## Set problem
Rewrite every line of the records from the one containing "of the curb" through the one containing "point(920, 918)", both included, keeping the wording lines unchanged and shifting each coordinate in the answers up by 65.

## Given information
▬▬▬

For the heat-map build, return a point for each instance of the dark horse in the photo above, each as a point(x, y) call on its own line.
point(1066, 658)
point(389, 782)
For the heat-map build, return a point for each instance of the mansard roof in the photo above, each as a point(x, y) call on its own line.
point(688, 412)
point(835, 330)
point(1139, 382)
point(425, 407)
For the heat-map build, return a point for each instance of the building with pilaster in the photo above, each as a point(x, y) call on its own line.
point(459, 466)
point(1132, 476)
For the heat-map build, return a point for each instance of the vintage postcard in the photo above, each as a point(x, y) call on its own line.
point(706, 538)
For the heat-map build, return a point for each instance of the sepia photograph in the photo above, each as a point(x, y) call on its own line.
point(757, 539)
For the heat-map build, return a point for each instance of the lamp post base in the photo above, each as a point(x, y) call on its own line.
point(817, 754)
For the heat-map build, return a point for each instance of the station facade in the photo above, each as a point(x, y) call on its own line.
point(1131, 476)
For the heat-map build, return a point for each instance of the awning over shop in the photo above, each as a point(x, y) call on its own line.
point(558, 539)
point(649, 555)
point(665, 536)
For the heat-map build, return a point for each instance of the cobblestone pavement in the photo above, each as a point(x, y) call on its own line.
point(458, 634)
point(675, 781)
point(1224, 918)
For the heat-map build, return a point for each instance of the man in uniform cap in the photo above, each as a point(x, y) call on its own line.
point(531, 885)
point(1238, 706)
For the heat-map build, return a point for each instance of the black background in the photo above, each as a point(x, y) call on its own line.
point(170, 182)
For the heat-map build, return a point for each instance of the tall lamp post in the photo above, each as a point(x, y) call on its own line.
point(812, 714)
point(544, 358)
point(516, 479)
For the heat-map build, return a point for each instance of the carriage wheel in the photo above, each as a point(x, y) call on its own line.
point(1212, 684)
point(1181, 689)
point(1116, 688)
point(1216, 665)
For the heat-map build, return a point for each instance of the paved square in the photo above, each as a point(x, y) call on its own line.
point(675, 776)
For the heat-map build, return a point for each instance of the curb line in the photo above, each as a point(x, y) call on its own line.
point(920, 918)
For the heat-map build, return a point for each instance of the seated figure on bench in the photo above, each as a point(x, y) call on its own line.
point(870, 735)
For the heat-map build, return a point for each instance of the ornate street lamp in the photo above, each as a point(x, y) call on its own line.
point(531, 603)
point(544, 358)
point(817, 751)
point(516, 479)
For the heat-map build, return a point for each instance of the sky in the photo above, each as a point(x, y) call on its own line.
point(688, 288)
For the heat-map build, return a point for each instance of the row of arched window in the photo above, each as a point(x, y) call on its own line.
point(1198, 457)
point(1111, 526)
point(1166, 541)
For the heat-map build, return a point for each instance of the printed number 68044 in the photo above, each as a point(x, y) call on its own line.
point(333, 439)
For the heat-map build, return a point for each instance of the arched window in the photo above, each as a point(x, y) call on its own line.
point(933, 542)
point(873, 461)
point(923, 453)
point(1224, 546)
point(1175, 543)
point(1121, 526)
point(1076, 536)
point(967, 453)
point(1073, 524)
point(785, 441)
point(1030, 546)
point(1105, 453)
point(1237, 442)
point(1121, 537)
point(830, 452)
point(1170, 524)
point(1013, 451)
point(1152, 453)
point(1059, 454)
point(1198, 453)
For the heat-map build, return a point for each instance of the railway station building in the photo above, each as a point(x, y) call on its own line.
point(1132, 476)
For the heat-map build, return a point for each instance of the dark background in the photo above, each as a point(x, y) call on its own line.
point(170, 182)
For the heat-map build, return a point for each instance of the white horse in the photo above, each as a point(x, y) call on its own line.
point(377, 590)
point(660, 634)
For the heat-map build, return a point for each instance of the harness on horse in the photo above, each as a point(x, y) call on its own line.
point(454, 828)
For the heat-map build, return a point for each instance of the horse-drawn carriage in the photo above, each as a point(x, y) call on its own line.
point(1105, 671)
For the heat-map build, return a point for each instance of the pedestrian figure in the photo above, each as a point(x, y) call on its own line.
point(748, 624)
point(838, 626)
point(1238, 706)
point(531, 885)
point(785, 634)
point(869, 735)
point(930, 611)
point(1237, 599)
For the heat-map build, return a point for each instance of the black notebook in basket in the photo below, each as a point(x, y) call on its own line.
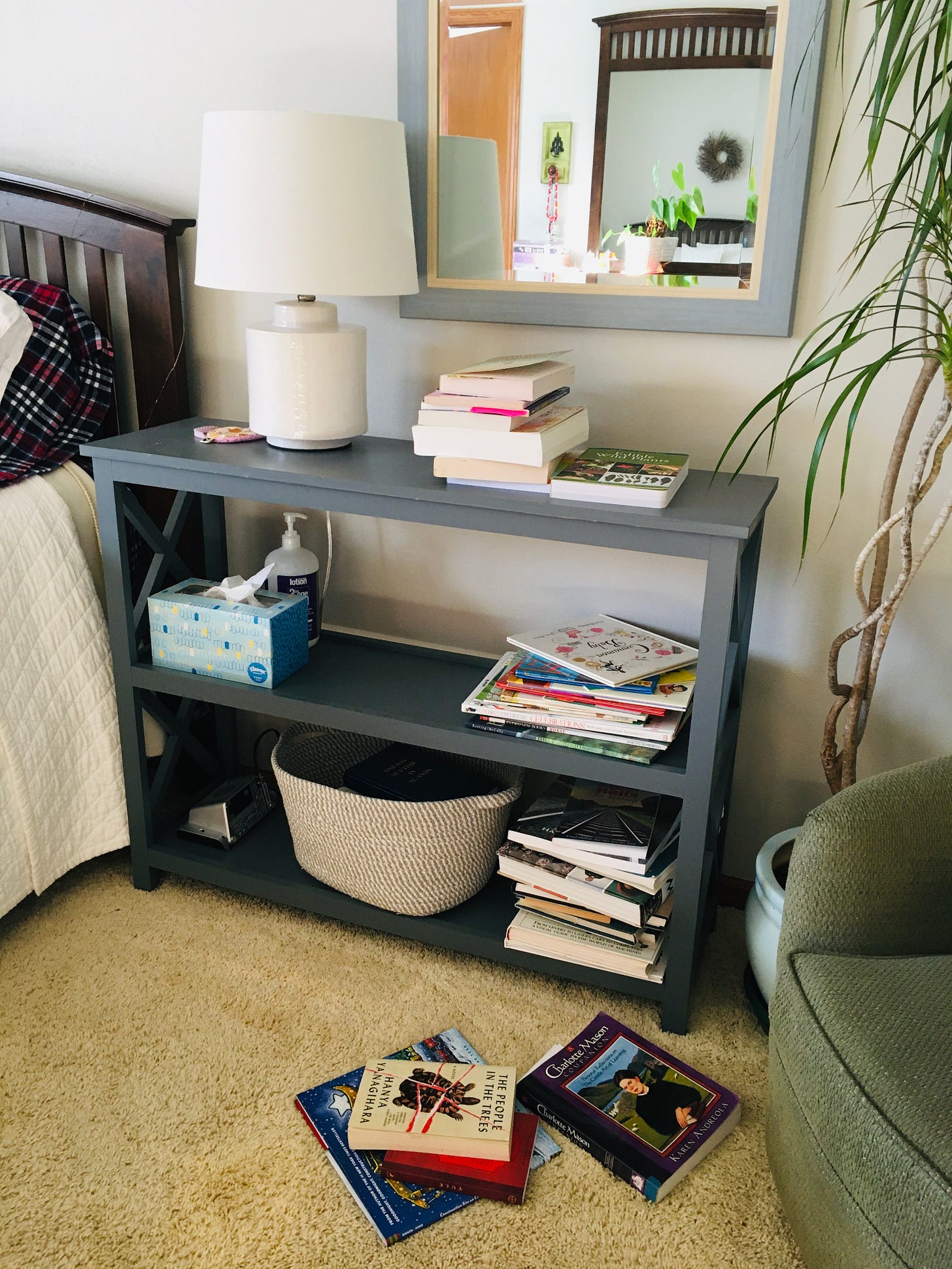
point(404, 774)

▬▬▬

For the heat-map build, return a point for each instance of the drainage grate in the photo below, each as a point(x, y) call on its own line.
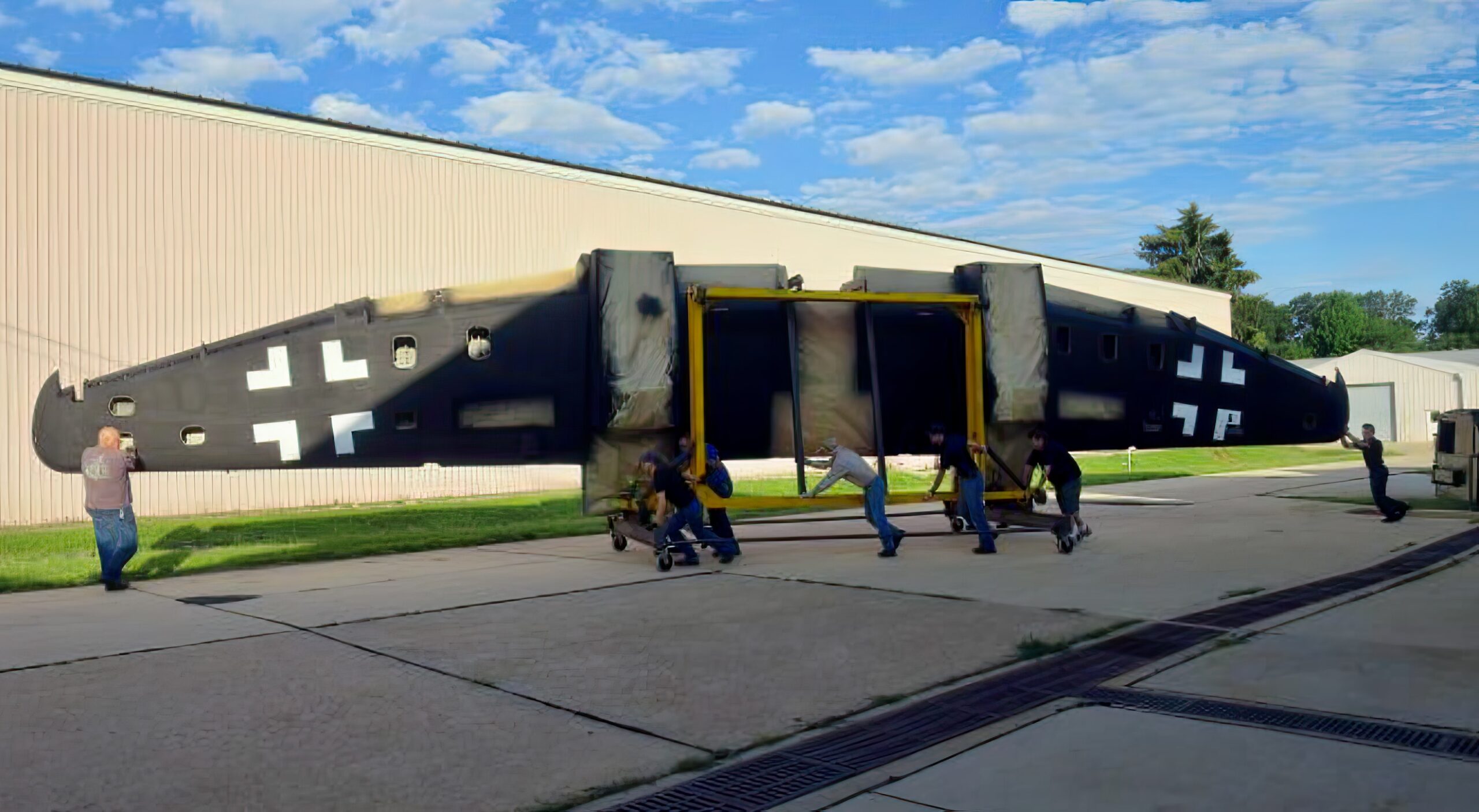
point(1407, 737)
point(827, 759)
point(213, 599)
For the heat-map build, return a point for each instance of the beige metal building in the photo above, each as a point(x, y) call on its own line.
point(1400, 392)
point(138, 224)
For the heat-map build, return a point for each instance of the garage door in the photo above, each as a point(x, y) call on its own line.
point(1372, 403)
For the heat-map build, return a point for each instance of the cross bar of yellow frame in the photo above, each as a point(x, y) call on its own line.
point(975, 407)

▬▬▬

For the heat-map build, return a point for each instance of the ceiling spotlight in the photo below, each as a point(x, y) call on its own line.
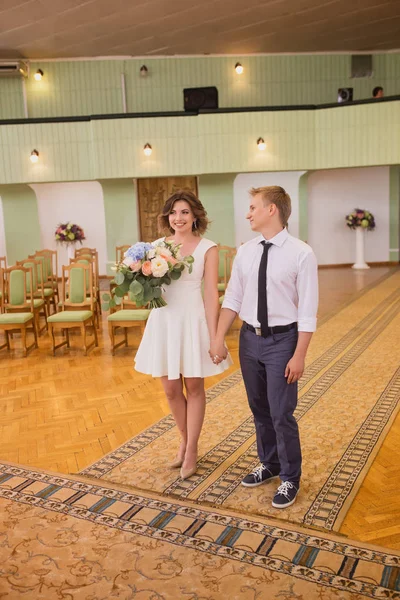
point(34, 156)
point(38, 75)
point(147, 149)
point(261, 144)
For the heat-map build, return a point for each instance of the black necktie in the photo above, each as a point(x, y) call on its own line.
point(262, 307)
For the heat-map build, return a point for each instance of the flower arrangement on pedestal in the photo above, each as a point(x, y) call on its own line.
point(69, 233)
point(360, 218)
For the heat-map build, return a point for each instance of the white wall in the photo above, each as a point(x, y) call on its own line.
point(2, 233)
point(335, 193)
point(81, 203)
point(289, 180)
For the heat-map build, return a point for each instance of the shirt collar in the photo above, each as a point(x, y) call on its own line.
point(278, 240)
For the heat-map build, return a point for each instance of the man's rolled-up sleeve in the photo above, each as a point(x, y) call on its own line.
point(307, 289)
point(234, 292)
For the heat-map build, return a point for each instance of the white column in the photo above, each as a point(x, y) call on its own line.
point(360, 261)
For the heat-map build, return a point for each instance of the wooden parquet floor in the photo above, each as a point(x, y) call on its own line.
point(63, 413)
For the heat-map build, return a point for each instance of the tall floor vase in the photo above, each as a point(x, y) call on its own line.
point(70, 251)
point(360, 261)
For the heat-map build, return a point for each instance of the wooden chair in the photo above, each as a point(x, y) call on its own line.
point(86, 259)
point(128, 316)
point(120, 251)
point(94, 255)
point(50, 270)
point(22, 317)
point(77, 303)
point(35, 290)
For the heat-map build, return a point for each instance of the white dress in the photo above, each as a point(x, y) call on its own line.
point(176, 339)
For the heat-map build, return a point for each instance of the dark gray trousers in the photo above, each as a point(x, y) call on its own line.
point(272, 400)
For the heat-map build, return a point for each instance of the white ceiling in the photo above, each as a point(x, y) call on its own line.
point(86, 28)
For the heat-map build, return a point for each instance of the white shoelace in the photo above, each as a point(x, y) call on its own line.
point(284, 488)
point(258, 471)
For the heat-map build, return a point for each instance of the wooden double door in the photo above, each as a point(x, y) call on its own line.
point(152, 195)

▬▬▬

## Full output
For the heat-map build, return a point for each instance of the curb line in the photo above, each as a point(x, y) call on its own line.
point(985, 983)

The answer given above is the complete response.